Sunday, 24 March 2019

Google Cloud Platform(GCP) : Part- 2

Multi layered security approach

Google  also  designs  custom  chips, including  a  hardware security  chip  called  Titan  that's currently  being  deployed on  both servers  and  peripherals.  Google server machines  use  cryptographic signatures  to  make  sure  they  are  booting  the  correct  software.  Google designs and  builds its  own  data centers  which  incorporate  multiple layers  of  physical  security protections.
Google's infrastructure  provides  cryptographic privacy  and  integrity  for  remote  procedure called data-on-the-network, which  is  how  Google  services  communicate  with  each  other.  The infrastructure automatically  encrypts  our  PC traffic in  transit between data  centers. Google  central identity  service  which  usually  manifests  to  end  users  as the  Google log  in page  goes  beyond  asking  for  a simple username  and  password. It  also  intelligently  challenges  users  for  additional information  based  on risk factors  such  as  whether they  have  logged  in from  the same  device  or a  similar location  in  the past. Users can  also  use  second  factors  when  signing  in, including  devices  based  on  the  universal  second factor  U2F  open  standard.
Google  services  that  want  to  make  themselves  available  on  the Internet  register  themselves with an infrastructure service  called  the  Google  front  end(GFE),  which  checks  incoming  network connections for correct  certificates  and  best  practices. The  GFE also  additionally,  applies  protections against  denial  of service  attacks.  The  scale  of its  infrastructure,  enables Google  to  simply  absorb  many  denial of service  attacks, even behind  the  GFEs.  Google  also  has  multi-tier,  multi-layer  denial of service protections  that  further reduce  the risk  of any  denial  of service  impact. Inside  Google's infrastructure, machine  intelligence  and  rules warn  of possible incidents. Google  conducts  Red  Team  exercises simulated  attacks  to  improve  the effectiveness  of it's  responses.
The principle of Least Privilege says that  each  user should  have  only  those  privileges needed to  do  their  jobs.  In  a  least privilege  environment, people are  protected  from  an  entire class  of  errors.
GCP customers use  IAM(Identity and Access Management) to  implement  least  privilege,  and  it  makes  everybody  happier.  There  are  four ways  to interact  with GCP's  management layer:

  • Web-based console
  • SDK
  • Command-line  tools
  • APIs
  • Mobile  app

GCP Resource Hierarchy

All the  resources we  use,  whether  they're  virtual machines,  cloud  storage  buckets, tables  and  big  query  or anything  else in  GCP  are  organized into  projects. Optionally,  these  projects  may  be  organized into  folders. Folders  can contain  other  folders. All the  folders  and  projects  used  by  our  organization  can  be  brought  together under  an  organization  node. Project  folders  and  organization  nodes are  all places where  the  policies  can be  defined.

(Data lines):
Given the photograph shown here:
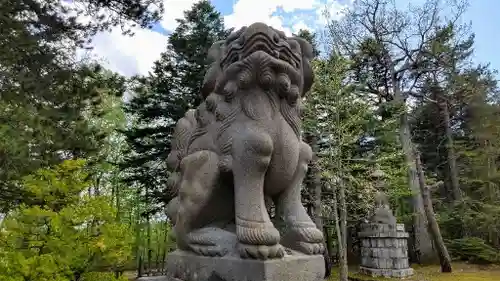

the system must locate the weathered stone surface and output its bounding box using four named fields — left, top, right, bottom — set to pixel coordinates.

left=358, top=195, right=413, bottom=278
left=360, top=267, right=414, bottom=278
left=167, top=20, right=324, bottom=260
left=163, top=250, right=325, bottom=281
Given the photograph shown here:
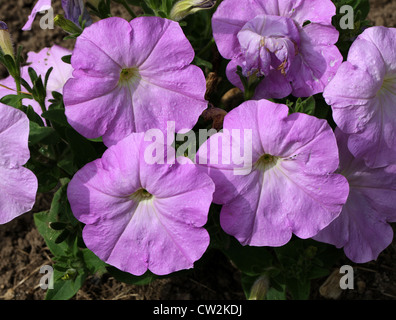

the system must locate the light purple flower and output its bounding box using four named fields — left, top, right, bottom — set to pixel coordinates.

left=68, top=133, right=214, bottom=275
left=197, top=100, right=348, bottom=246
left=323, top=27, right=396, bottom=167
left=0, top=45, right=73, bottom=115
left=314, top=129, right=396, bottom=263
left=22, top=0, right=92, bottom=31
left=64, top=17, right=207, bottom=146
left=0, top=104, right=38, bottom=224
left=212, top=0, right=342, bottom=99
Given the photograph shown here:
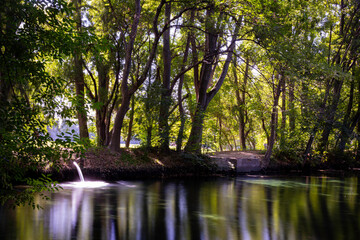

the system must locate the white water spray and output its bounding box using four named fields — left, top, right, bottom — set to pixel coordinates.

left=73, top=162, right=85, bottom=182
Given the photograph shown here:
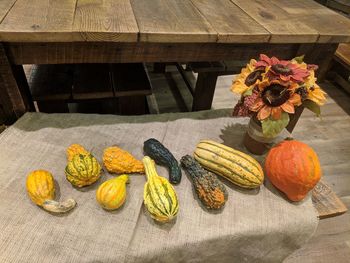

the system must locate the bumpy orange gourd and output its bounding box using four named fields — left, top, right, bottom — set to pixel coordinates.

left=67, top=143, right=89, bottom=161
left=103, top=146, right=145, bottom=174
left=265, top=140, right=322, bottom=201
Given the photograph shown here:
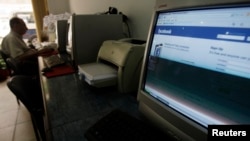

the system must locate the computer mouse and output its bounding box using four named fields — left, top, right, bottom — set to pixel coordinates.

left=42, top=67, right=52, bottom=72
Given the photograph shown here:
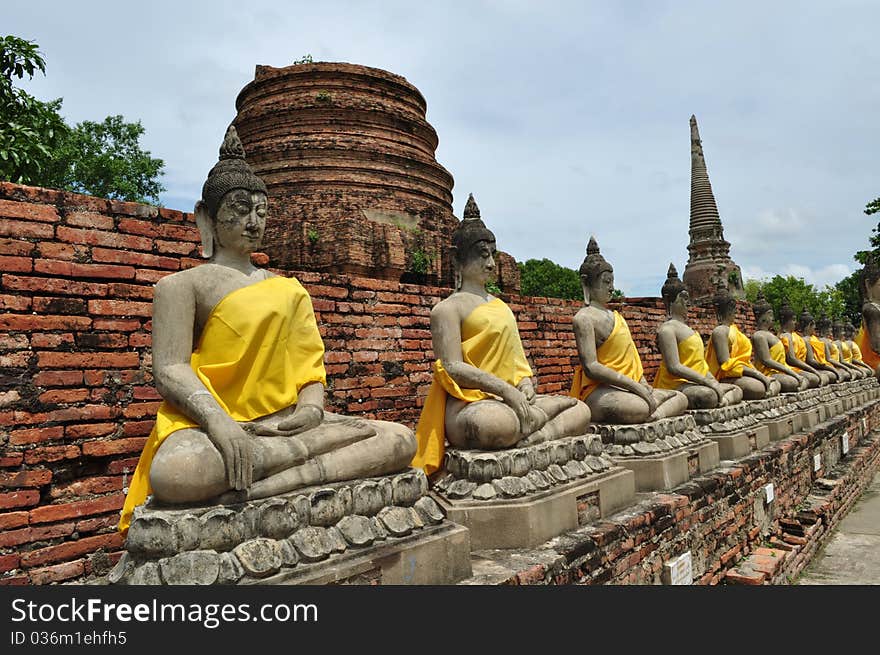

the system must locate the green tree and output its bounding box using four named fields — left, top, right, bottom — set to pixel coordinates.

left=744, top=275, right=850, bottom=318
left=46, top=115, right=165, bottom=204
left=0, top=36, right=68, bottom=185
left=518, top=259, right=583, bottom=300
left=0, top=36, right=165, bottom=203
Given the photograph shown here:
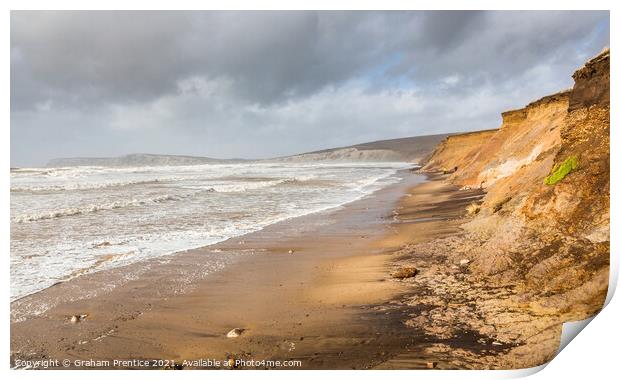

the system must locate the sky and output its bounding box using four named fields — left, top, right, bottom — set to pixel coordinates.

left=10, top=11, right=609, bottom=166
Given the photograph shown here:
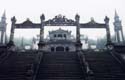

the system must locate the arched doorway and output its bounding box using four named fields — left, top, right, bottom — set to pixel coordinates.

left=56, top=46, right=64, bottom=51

(Requirements):
A. Reproduce the passage of the Google Cloud Platform post that begins at the words "The principle of" and stops after "class  of  errors.".
B. Please rewrite the entries, beginning at their first line and stopping after the line that has "left=163, top=250, right=325, bottom=281", with "weathered" replaced by "worn" and everything else unchanged. Leave the pictures out of your answer.

(Problem solutions):
A.
The principle of Least Privilege says that  each  user should  have  only  those  privileges needed to  do  their  jobs.  In  a  least privilege  environment, people are  protected  from  an  entire class  of  errors.

B.
Given the photograph shown here:

the system must locate the worn stone surface and output its bounding box using four named fields — left, top, right, bottom — set to pixel coordinates.

left=358, top=195, right=413, bottom=278
left=360, top=267, right=414, bottom=278
left=167, top=20, right=324, bottom=260
left=163, top=250, right=325, bottom=281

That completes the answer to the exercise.